# [Exercise description]
Reproduce the records that follow exactly as they appear.

※

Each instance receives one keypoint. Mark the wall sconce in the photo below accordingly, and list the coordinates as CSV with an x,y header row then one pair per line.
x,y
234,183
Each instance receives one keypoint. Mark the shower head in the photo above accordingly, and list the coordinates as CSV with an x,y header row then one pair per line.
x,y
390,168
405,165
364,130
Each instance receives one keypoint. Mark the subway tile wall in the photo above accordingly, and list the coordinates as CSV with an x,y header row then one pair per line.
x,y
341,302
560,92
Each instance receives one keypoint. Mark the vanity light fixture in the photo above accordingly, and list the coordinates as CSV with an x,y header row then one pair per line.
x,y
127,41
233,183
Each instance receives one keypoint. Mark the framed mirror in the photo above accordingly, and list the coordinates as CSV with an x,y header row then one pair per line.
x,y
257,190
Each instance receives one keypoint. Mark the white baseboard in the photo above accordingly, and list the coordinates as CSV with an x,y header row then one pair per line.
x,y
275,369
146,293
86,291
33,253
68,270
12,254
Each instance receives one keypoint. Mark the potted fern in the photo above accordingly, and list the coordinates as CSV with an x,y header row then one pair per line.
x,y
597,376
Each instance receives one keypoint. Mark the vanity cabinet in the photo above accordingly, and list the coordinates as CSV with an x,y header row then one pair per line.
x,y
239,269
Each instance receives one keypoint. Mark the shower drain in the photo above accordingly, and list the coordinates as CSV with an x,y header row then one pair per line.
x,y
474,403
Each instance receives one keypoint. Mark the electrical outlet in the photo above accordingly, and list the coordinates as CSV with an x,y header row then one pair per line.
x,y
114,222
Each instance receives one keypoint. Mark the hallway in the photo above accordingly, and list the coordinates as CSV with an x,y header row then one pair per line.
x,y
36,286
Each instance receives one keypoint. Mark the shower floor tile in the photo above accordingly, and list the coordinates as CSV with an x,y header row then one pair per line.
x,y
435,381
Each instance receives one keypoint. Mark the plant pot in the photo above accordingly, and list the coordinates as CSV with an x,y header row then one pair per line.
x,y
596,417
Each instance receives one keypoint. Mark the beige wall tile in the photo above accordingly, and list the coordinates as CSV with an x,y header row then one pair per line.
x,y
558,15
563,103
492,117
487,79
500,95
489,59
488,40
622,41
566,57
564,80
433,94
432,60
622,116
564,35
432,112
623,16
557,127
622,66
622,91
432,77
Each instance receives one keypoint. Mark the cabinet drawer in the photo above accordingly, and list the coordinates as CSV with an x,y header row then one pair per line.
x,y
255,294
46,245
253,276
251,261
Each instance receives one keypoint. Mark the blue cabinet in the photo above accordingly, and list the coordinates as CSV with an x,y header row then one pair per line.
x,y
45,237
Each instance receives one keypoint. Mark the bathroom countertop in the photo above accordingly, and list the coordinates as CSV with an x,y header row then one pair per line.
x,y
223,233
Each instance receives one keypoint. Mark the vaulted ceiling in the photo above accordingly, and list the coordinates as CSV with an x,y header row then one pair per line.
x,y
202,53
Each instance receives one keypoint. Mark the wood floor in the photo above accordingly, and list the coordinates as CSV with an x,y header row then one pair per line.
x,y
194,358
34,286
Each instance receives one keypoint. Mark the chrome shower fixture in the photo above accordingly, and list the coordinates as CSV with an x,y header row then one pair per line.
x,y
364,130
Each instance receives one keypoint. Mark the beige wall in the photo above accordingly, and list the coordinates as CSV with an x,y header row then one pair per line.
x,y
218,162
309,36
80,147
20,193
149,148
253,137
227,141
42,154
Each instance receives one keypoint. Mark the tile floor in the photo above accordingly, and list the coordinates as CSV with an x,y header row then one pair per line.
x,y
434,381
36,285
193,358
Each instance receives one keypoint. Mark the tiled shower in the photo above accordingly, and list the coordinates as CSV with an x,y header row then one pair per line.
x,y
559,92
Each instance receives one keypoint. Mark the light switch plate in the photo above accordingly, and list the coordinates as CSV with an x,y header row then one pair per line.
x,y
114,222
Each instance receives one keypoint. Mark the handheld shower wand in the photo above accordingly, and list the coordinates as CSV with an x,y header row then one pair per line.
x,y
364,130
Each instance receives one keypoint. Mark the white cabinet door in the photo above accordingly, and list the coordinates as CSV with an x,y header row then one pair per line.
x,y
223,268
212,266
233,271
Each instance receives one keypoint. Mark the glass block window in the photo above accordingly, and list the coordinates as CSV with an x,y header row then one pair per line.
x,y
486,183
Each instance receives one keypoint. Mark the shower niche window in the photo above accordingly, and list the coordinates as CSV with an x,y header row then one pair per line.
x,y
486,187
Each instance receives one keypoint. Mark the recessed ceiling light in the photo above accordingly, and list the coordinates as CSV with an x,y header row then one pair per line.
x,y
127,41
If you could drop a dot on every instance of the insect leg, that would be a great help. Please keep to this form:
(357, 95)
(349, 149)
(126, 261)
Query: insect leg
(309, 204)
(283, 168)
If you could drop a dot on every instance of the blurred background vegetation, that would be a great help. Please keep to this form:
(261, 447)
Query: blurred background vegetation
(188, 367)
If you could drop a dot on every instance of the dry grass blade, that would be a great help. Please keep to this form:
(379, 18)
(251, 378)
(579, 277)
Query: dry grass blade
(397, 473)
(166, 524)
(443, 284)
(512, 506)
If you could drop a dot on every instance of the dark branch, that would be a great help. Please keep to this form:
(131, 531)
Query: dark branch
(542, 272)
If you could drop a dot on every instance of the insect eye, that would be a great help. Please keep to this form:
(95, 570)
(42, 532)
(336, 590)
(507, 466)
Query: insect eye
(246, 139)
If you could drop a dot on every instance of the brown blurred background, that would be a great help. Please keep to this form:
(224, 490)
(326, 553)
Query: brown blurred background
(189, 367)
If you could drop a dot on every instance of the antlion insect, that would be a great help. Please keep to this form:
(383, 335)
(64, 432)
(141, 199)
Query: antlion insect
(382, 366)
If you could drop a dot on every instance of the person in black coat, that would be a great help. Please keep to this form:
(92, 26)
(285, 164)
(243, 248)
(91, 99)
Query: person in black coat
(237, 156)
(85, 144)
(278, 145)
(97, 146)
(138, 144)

※

# [Response area]
Each instance receives one keypoint. Mark the wall sconce in the photo below accordingly, and list the coordinates as CSV with an x,y header row then one pair per line.
x,y
234,183
Each instance receives one keypoint. Mark the shower head in the photo above accordingly, and list the coordinates as CSV with an x,y header row then one pair per line.
x,y
390,168
405,165
364,130
Each instance receives one keypoint. Mark the subway tile wall in the photo above accordingly, and list the coordinates as CSV with an x,y header row then one pair per line.
x,y
341,302
560,92
Each instance receives one keypoint. Mark the vanity light fixture in the photo above accordingly, and list the coordinates as CSV with an x,y header row then one pair per line.
x,y
127,41
233,183
Each instance receives one keypoint. Mark the framed mirror in the photo above accordingly, and list the coordinates as CSV with an x,y header row then one pair per line.
x,y
257,190
Each instance receives one keypoint. Mark the white baseboard in the photo above accordingly, and list the coordinates as CSV with an x,y header row then one pair per line.
x,y
275,369
146,293
86,291
33,253
68,270
12,254
Each instance receives one keypoint. Mark the potted fern in the photo above accordingly, and list the coordinates as CSV with an x,y header row then one pair per line.
x,y
597,376
Each instance receives one keypoint. Mark the vanity cabinet in the photo above accordingly, and list the coordinates as CSV with an x,y header row then one pair per line.
x,y
239,269
Each instance receives one keypoint. Mark the shower drain in the photo above accordingly, and list the coordinates as CSV with an x,y header row then one pair per line.
x,y
474,403
Each instance receives one keypoint. Mark the electrical outlet in the photo above accordingly, and list the coordinates as CSV with an x,y header row then one pair per line.
x,y
114,222
Each instance receives one keypoint. Mark the hallway in the photo above accordingly, and list the coordinates as CSV with an x,y header row then one pair per line.
x,y
36,286
Each instance receives one keypoint. Mark the shower floor tile in the photo above accordingly, and list the coordinates as CSV with an x,y header row then one pair per line.
x,y
435,381
Each instance receives one keypoint. Mark the plant pot in the photo above accordingly, and list the coordinates as CSV with an x,y header row then one pair per line.
x,y
596,417
Each instance receives one keypoint. Mark the beige wall tile in the photo above accordingly, and list the coordinates as CSV with an x,y header row then one pair per line.
x,y
558,15
563,103
492,117
487,79
500,95
489,59
488,40
622,41
566,57
564,80
433,94
432,60
622,116
564,35
432,112
623,16
557,127
622,66
622,91
432,77
Each instance receives one keypoint. Mark the cabinet drawer in the photo above accordingly, and list the coordinates as CSV with an x,y header row then one pair per line.
x,y
255,294
46,245
253,276
251,261
Each instance receives one keypoint. Mark the blue cabinet in the photo above accordingly, and list the coordinates as CSV with an x,y header row then one pair per line.
x,y
45,237
Each instance receives one keypoint. Mark the bathroom countertop in the photo above accordingly, and list the coordinates as CSV with an x,y header row then one pair per line.
x,y
223,233
Each instance receives one keypoint. Mark the vaulted ceiling in the photo above accordingly, and list the coordinates as CSV with an x,y header row then one pair per line.
x,y
202,53
Each instance receives one keypoint. Mark the wood floor in the photo above accordingly, and list the coordinates as CSV with an x,y header row then one pair per line.
x,y
194,358
34,286
Each instance receives one keypoint. Mark the chrome shower fixture in the photo above accordingly, and list the coordinates as CSV with an x,y header row then one pair per line.
x,y
364,130
Each instance receives one keypoint. Mark the beige wall in the photo above accordingly, and list the coordinates as CSV with an x,y header row then one pair per line.
x,y
218,162
309,36
80,147
20,193
149,148
253,137
227,141
42,154
Each instance receives one keypoint. Mark the tile floor in the photo above accordingly, and list the coordinates as CSV with an x,y header row then one pair per line.
x,y
434,381
36,285
193,358
Each instance receives one keypoint. Mark the tiled shower in the photo above accordingly, and list the coordinates as CSV with an x,y header row then one pair per line.
x,y
559,92
Each instance receives one keypoint. Mark the light switch plate in the photo above accordingly, and list the coordinates as CSV with an x,y header row then one pair per line.
x,y
114,222
Each instance receives one keypoint. Mark the handheld shower wand in the photo above accordingly, and list the coordinates as CSV with an x,y header row then one pair per line.
x,y
364,130
Each instance receives one keypoint. Mark the white cabinet door in the photo above accordingly, and list the coordinates as CSV with an x,y header row then one pair per line.
x,y
223,268
212,266
233,271
Each instance receives one keypoint. Mark the glass block window in the photo above accordingly, and list the coordinates as CSV with an x,y header row then one pair per line.
x,y
486,183
Each instance receives one keypoint. Mark the shower niche window in the photo above accordingly, and list the coordinates as CSV with an x,y header row then one pair per line.
x,y
486,187
Each instance receives one keypoint. Mark the recessed ceiling light in the photo above accordingly, and list the coordinates as CSV with an x,y header row then one pair per line.
x,y
127,41
If you could drop a dot on every instance of the insect leg, that would be a great help. Please keep to this form:
(357, 95)
(349, 149)
(126, 261)
Query: insect leg
(309, 204)
(283, 168)
If you could drop a dot on every instance of the blurred background vegetation, that would be a great help. Please keep to this form:
(261, 447)
Query: blurred background vegetation
(188, 367)
If you could drop a dot on every instance of the dry grass blade, that would be a great help. Please keep to this form:
(379, 18)
(251, 378)
(579, 277)
Query: dry grass blade
(397, 473)
(166, 524)
(443, 284)
(512, 506)
If you could drop a dot on every instance of the dark branch, that would be a great help. Please keep to this form:
(131, 531)
Query: dark branch
(542, 272)
If you could drop a dot on every instance of the insect eye, that would be a great help. Please keep to this form:
(95, 570)
(42, 532)
(336, 590)
(507, 466)
Query: insect eye
(246, 139)
If you could drop a dot on every instance of the brown blurred background, that would be a great help. Please keep to this form:
(224, 490)
(326, 553)
Query: brown blurred background
(189, 367)
If you could drop a dot on every instance of the antlion insect, that would be a great help. Please keep to this form:
(383, 335)
(64, 432)
(141, 199)
Query: antlion insect
(382, 366)
If you could drop a dot on every instance of the person in black coat, that would be a great help. Please keep to this form:
(92, 26)
(285, 164)
(243, 248)
(91, 99)
Query: person in black coat
(237, 156)
(85, 144)
(278, 145)
(97, 146)
(138, 144)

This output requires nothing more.